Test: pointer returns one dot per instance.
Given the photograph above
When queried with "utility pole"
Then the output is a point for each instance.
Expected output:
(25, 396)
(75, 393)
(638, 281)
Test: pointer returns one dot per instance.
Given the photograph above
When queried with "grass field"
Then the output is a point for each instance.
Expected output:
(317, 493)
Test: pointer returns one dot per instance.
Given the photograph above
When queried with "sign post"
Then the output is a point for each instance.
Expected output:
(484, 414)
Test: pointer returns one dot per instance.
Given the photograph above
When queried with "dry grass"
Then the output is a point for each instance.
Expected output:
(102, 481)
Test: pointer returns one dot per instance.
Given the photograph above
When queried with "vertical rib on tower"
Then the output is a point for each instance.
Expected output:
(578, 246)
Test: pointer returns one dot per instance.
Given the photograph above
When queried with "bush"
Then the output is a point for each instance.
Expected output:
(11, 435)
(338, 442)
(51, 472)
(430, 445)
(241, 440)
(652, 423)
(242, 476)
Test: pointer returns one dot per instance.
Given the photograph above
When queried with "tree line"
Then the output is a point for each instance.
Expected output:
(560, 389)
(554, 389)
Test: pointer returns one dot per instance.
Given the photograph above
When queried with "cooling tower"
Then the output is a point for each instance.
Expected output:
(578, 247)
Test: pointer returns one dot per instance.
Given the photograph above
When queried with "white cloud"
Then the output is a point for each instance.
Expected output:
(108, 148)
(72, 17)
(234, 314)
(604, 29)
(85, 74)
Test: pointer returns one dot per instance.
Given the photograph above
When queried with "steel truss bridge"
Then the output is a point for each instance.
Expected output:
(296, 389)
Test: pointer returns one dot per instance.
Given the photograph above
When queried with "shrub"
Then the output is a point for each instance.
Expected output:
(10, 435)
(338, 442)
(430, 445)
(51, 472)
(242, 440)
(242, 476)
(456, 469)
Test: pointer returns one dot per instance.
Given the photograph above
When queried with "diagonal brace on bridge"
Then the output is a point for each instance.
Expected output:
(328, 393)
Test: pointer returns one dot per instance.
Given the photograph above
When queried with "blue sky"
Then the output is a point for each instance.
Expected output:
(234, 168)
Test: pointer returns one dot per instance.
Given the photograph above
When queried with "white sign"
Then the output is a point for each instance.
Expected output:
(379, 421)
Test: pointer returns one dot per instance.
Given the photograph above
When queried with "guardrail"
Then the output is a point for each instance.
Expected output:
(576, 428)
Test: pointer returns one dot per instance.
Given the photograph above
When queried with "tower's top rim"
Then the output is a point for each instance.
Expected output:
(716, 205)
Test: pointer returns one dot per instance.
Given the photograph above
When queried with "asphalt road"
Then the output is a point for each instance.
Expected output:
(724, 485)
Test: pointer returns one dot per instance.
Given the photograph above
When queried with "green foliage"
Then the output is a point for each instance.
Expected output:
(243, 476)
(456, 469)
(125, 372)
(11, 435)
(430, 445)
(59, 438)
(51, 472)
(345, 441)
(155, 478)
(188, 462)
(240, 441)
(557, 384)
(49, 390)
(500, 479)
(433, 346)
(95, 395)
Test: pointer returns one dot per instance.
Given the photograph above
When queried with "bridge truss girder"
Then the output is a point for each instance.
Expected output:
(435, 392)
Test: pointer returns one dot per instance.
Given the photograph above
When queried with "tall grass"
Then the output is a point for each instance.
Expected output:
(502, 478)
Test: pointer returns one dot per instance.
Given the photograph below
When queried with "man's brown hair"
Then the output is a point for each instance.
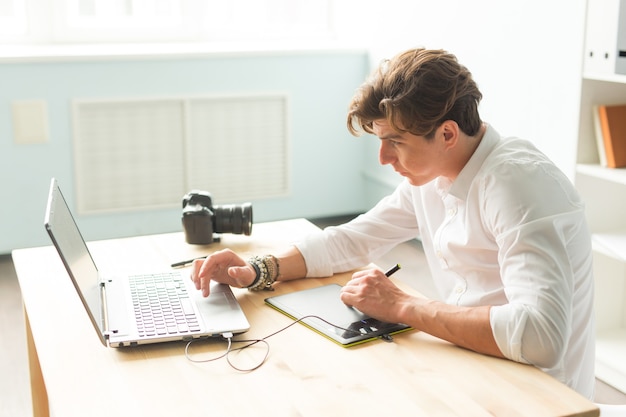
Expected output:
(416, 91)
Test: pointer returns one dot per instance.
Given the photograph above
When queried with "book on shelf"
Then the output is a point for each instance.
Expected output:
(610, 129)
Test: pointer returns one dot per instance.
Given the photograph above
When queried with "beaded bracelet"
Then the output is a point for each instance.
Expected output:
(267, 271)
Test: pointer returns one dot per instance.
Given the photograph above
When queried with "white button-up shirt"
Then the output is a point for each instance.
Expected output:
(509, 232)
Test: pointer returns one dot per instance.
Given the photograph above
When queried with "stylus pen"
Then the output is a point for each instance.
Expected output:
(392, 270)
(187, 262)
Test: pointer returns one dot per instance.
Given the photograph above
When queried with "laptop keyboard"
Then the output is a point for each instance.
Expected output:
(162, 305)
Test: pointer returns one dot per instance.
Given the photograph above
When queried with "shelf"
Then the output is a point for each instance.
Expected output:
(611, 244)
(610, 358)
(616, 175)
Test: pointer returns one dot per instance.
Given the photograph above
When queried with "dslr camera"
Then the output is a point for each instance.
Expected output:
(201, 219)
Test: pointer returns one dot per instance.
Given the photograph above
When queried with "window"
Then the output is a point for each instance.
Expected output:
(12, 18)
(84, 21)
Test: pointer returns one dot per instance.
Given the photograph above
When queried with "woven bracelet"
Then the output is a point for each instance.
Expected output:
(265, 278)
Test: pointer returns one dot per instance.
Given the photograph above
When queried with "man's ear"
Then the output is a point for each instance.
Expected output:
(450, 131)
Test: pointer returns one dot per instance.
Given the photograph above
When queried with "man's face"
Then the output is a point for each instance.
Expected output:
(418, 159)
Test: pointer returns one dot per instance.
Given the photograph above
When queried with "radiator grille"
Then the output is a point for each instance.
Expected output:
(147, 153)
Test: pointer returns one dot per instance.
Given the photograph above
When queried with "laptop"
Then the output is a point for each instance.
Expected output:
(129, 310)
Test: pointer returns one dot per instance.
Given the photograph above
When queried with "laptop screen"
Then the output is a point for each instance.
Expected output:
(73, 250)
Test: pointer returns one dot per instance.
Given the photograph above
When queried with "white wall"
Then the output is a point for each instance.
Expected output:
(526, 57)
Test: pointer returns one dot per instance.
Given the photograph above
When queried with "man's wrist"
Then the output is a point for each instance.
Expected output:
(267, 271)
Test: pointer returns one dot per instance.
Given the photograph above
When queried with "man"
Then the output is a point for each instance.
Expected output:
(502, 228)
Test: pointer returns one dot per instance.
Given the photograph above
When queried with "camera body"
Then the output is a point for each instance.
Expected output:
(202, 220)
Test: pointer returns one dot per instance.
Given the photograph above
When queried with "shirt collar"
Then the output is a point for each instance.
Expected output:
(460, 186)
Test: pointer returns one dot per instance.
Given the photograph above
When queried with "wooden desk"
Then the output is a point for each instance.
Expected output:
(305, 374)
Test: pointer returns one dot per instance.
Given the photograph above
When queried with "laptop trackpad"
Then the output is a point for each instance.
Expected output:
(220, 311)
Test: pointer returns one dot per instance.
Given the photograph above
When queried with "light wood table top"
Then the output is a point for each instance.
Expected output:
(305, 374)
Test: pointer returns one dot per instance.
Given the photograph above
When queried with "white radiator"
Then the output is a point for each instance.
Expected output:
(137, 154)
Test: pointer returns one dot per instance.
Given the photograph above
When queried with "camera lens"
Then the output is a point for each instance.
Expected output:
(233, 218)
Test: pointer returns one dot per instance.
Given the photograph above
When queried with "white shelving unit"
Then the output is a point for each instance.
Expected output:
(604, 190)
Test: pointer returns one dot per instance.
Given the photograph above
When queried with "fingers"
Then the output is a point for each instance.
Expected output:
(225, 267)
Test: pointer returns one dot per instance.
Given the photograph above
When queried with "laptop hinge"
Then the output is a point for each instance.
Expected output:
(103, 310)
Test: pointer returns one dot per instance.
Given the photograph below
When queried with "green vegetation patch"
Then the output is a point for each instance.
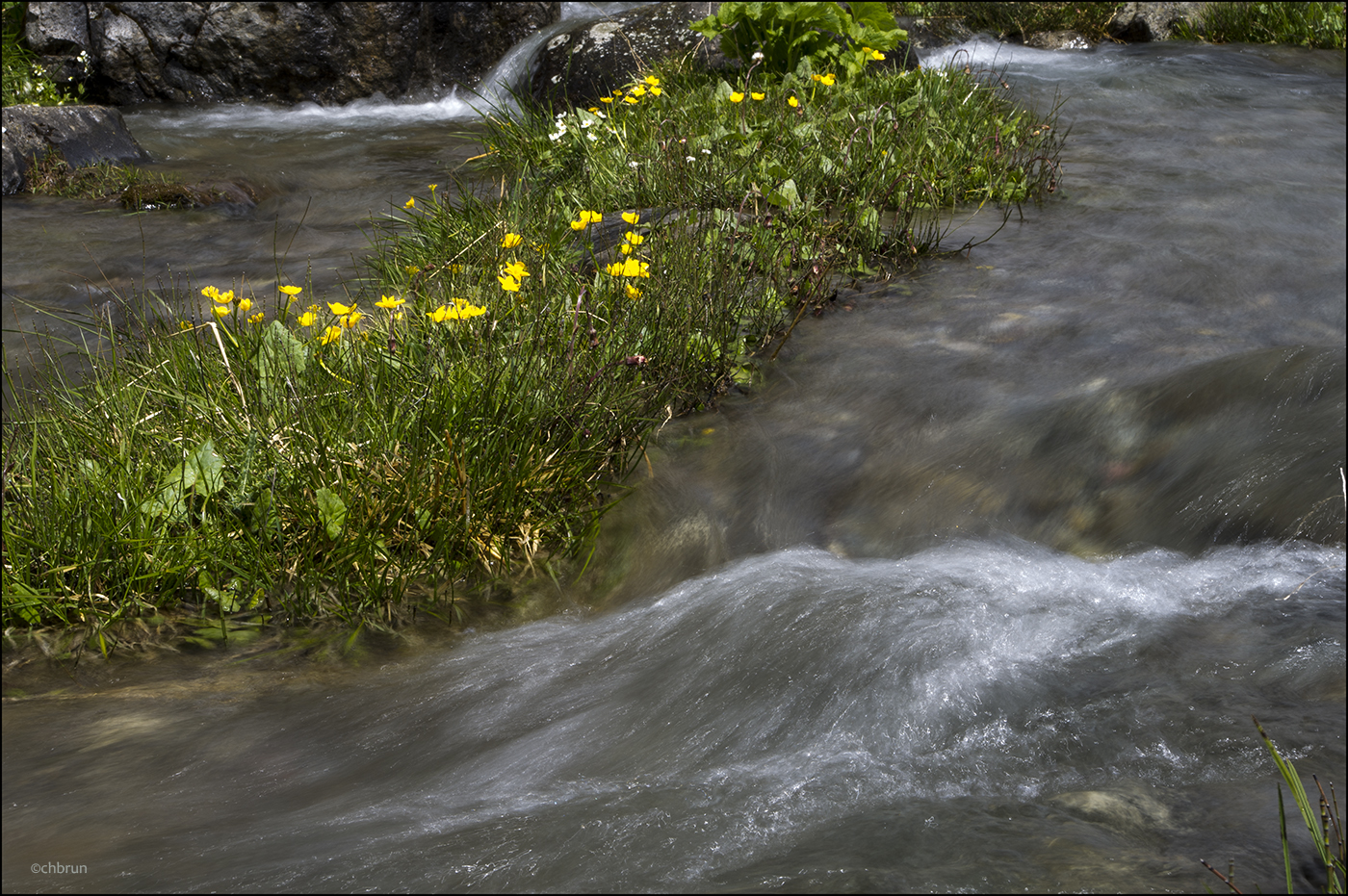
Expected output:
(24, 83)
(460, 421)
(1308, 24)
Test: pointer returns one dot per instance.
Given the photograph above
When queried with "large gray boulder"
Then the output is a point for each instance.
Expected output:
----------
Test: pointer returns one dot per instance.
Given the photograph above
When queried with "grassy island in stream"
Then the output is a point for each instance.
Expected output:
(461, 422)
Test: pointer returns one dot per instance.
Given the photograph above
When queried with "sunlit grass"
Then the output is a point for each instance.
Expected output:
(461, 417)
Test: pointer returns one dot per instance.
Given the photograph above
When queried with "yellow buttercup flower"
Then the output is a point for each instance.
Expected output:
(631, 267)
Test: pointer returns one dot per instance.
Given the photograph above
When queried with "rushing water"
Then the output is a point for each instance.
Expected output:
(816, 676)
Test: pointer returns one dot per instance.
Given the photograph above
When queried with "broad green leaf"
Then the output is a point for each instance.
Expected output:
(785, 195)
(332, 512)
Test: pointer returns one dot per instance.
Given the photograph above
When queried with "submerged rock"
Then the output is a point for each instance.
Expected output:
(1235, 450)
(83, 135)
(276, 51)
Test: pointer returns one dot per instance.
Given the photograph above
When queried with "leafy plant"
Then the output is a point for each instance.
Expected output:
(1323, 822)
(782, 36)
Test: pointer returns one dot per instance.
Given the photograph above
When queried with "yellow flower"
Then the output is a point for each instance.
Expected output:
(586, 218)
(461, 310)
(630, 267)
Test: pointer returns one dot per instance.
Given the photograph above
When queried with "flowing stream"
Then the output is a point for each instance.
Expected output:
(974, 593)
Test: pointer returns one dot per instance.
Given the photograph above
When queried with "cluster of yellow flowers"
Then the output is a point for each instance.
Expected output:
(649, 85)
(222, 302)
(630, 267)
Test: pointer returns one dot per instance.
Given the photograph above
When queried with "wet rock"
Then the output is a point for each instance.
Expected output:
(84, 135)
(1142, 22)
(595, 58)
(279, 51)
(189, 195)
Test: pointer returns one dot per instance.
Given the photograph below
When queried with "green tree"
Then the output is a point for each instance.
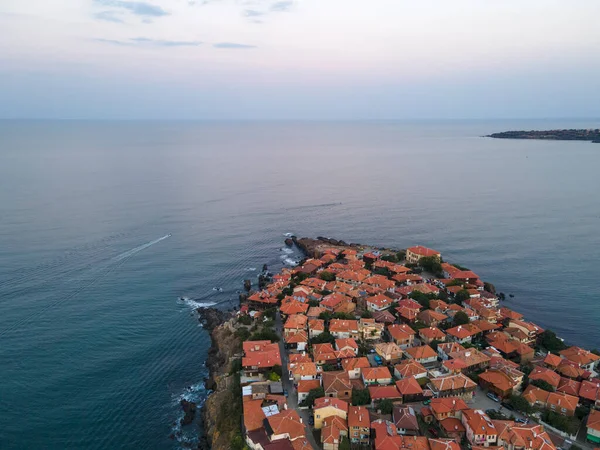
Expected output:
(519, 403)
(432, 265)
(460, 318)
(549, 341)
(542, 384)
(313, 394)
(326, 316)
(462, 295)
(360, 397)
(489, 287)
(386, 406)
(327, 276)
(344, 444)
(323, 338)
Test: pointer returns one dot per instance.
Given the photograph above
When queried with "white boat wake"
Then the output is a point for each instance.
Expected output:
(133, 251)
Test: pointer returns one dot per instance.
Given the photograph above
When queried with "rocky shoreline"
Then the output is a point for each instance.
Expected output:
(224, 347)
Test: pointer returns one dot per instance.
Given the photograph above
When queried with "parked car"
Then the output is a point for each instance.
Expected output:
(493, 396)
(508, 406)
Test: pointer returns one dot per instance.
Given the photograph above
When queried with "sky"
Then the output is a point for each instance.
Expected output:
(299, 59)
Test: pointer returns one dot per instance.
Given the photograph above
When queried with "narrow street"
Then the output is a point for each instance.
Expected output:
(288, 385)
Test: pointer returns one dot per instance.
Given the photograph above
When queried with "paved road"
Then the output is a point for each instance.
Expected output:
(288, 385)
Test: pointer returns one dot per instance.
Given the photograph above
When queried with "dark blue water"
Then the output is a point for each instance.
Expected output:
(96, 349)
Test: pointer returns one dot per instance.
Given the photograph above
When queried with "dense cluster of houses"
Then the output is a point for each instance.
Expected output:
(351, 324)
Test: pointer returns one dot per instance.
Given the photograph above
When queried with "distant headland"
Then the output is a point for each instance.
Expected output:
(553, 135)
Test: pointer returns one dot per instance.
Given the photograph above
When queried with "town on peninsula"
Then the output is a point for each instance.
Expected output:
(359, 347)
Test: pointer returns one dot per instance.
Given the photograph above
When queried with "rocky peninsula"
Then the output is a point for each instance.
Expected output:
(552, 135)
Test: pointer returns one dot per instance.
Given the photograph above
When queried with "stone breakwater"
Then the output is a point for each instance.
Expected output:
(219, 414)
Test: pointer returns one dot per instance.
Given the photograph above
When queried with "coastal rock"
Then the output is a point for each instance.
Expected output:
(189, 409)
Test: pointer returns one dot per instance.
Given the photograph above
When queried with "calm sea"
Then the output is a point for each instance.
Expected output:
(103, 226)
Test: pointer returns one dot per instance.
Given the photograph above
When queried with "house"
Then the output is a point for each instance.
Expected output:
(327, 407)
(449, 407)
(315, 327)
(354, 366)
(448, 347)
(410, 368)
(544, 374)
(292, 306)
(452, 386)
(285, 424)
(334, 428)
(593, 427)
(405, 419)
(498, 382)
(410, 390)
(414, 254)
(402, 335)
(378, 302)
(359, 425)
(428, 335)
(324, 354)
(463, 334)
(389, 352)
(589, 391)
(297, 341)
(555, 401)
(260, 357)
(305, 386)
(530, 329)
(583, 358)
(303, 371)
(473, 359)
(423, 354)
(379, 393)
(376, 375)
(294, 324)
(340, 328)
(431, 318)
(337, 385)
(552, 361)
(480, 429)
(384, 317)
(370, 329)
----------
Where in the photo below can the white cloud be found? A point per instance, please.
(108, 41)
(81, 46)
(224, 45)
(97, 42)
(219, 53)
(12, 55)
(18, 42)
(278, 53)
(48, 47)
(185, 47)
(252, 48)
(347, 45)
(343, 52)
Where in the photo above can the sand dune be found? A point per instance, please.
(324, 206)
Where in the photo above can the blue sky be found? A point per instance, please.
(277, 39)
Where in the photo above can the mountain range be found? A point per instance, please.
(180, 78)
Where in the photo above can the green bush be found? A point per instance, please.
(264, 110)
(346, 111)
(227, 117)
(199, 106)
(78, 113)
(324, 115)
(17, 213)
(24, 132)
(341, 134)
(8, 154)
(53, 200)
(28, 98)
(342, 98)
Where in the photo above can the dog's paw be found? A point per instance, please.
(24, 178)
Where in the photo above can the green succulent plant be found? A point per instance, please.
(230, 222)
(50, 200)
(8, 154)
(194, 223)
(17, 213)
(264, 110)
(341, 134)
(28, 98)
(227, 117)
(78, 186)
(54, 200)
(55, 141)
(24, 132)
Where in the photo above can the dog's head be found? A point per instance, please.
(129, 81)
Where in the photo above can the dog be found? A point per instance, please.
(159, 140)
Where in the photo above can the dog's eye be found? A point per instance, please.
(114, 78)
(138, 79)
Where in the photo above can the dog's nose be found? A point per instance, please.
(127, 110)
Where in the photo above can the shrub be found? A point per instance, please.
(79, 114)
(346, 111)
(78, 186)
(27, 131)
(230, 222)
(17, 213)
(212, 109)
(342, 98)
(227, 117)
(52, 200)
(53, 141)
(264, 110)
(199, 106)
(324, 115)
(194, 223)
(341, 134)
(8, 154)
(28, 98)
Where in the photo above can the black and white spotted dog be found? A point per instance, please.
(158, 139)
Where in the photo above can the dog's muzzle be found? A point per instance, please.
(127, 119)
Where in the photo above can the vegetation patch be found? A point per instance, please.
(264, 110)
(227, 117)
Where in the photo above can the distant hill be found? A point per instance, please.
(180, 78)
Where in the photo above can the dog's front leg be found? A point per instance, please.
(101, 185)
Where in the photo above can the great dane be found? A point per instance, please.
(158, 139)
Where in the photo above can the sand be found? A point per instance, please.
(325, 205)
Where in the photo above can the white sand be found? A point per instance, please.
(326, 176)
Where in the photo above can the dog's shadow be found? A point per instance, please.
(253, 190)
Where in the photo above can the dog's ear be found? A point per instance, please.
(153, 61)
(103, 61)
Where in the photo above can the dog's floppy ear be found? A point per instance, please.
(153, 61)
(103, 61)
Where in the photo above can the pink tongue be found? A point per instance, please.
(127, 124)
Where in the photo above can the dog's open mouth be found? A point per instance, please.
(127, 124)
----------
Please copy out every line of the preceding listing that carries "stream".

When queried with "grassy island in stream"
When queried with "flowing stream"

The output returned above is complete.